## BEGIN RECORDS PROVIDED
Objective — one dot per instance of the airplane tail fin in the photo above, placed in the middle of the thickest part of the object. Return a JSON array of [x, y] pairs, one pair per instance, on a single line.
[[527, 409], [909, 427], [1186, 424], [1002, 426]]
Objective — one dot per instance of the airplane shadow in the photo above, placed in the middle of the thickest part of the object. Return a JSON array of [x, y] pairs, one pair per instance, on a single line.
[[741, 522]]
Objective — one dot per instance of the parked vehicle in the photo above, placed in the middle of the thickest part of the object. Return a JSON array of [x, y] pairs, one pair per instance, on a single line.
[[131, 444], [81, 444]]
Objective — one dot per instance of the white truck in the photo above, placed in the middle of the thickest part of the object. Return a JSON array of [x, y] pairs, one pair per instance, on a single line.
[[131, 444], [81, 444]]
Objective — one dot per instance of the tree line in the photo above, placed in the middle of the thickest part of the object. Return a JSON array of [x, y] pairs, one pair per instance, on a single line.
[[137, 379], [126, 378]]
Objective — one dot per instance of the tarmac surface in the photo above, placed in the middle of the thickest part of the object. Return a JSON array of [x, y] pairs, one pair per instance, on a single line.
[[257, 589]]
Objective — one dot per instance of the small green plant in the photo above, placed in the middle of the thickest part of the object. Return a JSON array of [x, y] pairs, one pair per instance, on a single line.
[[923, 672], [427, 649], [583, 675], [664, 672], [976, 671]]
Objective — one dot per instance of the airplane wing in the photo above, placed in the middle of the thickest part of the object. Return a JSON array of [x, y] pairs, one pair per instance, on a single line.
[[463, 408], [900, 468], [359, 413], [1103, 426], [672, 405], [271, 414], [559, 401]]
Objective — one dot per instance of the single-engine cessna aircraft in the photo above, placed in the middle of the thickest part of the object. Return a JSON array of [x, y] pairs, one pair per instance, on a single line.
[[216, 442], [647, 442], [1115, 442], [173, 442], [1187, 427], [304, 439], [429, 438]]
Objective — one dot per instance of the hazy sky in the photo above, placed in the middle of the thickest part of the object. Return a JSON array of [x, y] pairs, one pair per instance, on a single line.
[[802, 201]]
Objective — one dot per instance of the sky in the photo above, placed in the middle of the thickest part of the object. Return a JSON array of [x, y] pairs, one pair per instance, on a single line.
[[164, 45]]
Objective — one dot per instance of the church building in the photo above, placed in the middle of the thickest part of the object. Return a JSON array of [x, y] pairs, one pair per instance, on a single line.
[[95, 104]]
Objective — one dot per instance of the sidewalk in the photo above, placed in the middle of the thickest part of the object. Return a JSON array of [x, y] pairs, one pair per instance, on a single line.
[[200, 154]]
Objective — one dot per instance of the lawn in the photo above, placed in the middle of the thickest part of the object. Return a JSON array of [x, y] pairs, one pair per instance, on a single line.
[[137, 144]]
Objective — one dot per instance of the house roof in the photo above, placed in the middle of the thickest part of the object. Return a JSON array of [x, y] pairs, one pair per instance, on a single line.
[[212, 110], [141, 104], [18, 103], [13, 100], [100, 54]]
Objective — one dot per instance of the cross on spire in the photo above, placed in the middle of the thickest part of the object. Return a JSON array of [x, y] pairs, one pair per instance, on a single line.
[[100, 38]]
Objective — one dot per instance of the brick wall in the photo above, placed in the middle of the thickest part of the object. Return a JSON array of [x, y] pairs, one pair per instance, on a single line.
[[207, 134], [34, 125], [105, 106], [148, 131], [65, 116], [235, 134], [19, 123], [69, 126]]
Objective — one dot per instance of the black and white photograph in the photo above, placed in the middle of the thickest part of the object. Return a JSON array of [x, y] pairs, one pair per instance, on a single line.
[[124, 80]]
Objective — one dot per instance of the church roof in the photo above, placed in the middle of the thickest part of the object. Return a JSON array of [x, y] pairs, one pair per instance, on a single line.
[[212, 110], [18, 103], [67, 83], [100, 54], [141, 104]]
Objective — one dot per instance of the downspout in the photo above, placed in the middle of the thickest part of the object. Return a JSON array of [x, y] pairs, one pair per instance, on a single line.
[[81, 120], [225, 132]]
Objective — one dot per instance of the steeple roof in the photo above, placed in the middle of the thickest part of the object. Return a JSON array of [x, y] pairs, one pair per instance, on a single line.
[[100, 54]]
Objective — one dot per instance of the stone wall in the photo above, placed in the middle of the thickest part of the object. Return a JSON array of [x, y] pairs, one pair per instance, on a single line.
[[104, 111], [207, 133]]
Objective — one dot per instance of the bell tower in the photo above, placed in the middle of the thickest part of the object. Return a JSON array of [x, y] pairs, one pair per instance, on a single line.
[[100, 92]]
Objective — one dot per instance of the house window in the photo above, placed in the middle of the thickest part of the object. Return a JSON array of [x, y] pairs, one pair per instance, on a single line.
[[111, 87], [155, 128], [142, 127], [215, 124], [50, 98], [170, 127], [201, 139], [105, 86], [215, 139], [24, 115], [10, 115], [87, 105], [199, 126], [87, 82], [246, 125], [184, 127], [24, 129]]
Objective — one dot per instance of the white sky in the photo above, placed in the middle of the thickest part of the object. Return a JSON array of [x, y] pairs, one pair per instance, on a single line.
## END RECORDS PROVIDED
• THE REQUEST:
Copy the data above verbatim, preserving every line in its original order and wording.

• OUTPUT BELOW:
Objective — one dot per instance of the airplane tail fin in the photo above, placed in the middle of the thickest part of the object. Return a JSON array of [x, y] pairs, one pair per instance, on a single line.
[[527, 409], [909, 427], [1186, 424], [1002, 426]]
Objective — one dot per instance of the airplane shadow in the photo above, placed in the middle of the thickest part of the object. Return a JSON array of [x, y] pairs, one pair per instance, on a single line.
[[741, 522]]
Objective — one dot per instance of the parked vehicle in the photo above, placed in the middle of the thickest part of the object. Return a JSON array of [x, y] pairs, one pair per instance, on a single line.
[[131, 444], [81, 444]]
Objective — one dot per instance of the white truck in the photo above, placed in the middle of the thickest part of the object. Return a JSON array of [x, y] pairs, one pair per instance, on a single line.
[[131, 444], [81, 444]]
Objective — one dot per instance of the tree line in the photo above, placed in the middle of the thickest part of the object. Return a JSON array of [x, y] pairs, one pair per instance, on a single line.
[[137, 379], [126, 378]]
Objective — one dot per instance of the tarmac surface in the photo above, placed in the middle of the thickest part of the object. Return a JSON array of [x, y] pairs, one pair per instance, on a single line.
[[257, 589]]
Objective — one dot per instance of the small green plant in the photo above, placed in the middle of the thickest part of the object. Return a JSON array of [x, y] pairs, one pair per instance, on a single line.
[[923, 672], [427, 649], [583, 675], [664, 672], [976, 671]]
Objective — one dot per instance of the airplane wing in the photo above, placed in the middle of the thickest part of the object. Return a JSON array of [x, y] pairs, one pair per instance, on a single line.
[[463, 408], [900, 468], [359, 413], [1103, 426], [672, 405], [271, 414], [559, 401]]
Objective — one dot per instance of the single-engine cessna aircraft in the photo above, placed in the middle of the thickest part of the object. Return a JSON array of [x, y] pairs, one pair per instance, on a single line.
[[216, 442], [647, 442], [1115, 442], [173, 442], [1187, 427], [304, 439], [429, 438]]
Objective — one dot per instance of the hazy sky in the photo above, placed in the middle of the thickest part of the object. Return a JSON array of [x, y] pairs, one pair per instance, on a single line.
[[802, 201]]
Objective — one dot per instance of the sky in the photo above, placed in the middle of the thickest part of the object. Return a JSON array of [x, y] pairs, one pair per instance, on a single line.
[[164, 45]]
Objective — one dot per instance of the church building in the photo above, placed in the middle of the thickest part of the object. Return a JSON array of [x, y] pairs, one pair per instance, on a single line.
[[95, 104]]
Objective — one dot per instance of the sidewalk in the photo above, placed in the middle of the thickest part of the object. Return a JSON array of [x, y] pairs, one pair per instance, on a single line.
[[200, 154]]
Objective — one dot per instance of the lawn in the photo above, placed in the middle of the thickest part of the object. Return a JSON array of [x, y] pairs, one pair per instance, on a single line.
[[137, 144]]
Objective — one dot per instance of the house roof in the photo above, placed in the middle of the thickest part of the object. Return a JSON array of [x, y] pairs, one pair per instance, on a single line.
[[212, 110], [141, 104], [18, 103], [13, 100], [100, 54]]
Objective — one dot per instance of the cross on spire in the photo above, placed in the middle of the thickest part of the object. Return a JSON array of [x, y] pairs, one pair per instance, on a single line.
[[100, 38]]
Objective — one dot per instance of the brick wall in the photo above, placed in the middle of the thickest part of the object. Return a JSON array of [x, y] pairs, one pair per instance, on a single line.
[[207, 134], [34, 125], [105, 106], [148, 131], [65, 116], [235, 134], [19, 123], [69, 126]]
Objective — one dot per instance of the black and white photograph in the photo above, placed in the middle of the thickest part of the object. Return a JSON array of [x, y] pairs, one pair per instance, on a single line.
[[124, 80]]
Objective — one dot per instance of the church roof in the photo above, placed in the middle of the thickest part of the object. Return a JSON array of [x, y] pairs, one pair per instance, on a single line.
[[212, 110], [18, 103], [67, 83], [100, 54], [141, 104]]
Objective — one dot per instance of the downspout in the photo above, placed in the middle of the thickest part of the object. Return a JSON array of [x, y] pairs, one pair per instance, on a single line.
[[81, 120], [225, 132]]
Objective — one dot per instance of the steeple roof in the photo above, placed in the middle of the thickest part of the object. Return a JSON array of [x, y] pairs, one pair per instance, on a single line.
[[100, 54]]
Objective — one dot per instance of the stone wall in the photo above, placed in the middle of the thickest part of the object. Return a JSON array of [x, y] pairs, one pair per instance, on a single line.
[[104, 111], [207, 133]]
Objective — one dot per instance of the bell tower in the photo above, placed in the middle of the thickest part of the object. Return a JSON array of [x, y] pairs, one pair per instance, on a single line.
[[100, 92]]
Objective — one dot per instance of the house window in the photo above, placed in the middle of the thickest part of the object. Return a JSON array of [x, y] pairs, one pair per instance, on a single line.
[[111, 87], [155, 128], [142, 127], [215, 124], [50, 98], [170, 127], [201, 139], [105, 86], [215, 139], [24, 115], [10, 115], [87, 105], [199, 126], [87, 82], [246, 125], [184, 127], [24, 129]]
Objective — one dot per instance of the white sky in the photo above, placed in the middle of the thickest part of the object. Return a JSON array of [x, y] pairs, one pair per instance, on a single line.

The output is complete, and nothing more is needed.